··· Supplied records

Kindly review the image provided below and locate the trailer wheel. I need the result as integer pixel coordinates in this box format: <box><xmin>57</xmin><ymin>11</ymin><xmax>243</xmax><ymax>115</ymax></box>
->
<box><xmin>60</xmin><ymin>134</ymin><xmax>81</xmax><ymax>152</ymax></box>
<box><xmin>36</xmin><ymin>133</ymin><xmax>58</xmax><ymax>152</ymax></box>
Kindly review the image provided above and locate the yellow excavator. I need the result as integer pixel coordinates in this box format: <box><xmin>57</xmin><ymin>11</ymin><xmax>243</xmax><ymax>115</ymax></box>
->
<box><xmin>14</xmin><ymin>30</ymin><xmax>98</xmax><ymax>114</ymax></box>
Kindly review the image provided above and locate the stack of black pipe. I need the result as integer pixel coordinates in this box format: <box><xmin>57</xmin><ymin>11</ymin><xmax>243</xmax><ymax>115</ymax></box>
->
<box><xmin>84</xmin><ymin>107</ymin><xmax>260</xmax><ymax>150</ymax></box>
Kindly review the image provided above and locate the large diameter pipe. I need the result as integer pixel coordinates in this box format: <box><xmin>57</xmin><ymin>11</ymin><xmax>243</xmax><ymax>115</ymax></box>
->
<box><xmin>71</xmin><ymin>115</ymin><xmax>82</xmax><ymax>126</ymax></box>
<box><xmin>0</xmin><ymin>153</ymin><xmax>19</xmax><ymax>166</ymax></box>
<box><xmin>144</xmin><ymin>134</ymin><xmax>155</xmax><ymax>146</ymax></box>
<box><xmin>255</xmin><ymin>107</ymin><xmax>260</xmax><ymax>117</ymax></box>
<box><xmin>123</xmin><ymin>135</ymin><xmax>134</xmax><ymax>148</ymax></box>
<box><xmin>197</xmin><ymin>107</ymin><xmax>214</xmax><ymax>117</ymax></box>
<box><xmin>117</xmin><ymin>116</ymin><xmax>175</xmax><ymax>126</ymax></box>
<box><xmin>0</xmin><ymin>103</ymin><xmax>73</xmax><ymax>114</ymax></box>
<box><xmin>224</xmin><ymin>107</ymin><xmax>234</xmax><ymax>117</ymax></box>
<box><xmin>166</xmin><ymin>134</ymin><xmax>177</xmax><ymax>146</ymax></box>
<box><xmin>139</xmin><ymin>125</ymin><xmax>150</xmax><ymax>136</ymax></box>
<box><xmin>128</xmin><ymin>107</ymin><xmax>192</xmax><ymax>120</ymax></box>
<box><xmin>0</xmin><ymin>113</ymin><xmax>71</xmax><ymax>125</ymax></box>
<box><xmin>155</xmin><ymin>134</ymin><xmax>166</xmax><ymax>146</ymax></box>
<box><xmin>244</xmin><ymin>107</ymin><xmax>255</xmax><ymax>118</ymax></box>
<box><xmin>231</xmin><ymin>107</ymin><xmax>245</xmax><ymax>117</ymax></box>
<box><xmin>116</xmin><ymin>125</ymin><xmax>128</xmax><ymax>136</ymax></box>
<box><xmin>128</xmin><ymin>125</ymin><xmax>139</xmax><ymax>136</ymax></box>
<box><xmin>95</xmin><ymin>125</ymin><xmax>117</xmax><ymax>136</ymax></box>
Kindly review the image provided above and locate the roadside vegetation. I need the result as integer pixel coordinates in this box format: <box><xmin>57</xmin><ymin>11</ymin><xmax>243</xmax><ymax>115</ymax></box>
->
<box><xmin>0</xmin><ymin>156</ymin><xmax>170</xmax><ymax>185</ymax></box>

······

▶ **Your objective**
Tally the lines in the records that contain the string "image", and reply with only that number.

▶ **Result**
5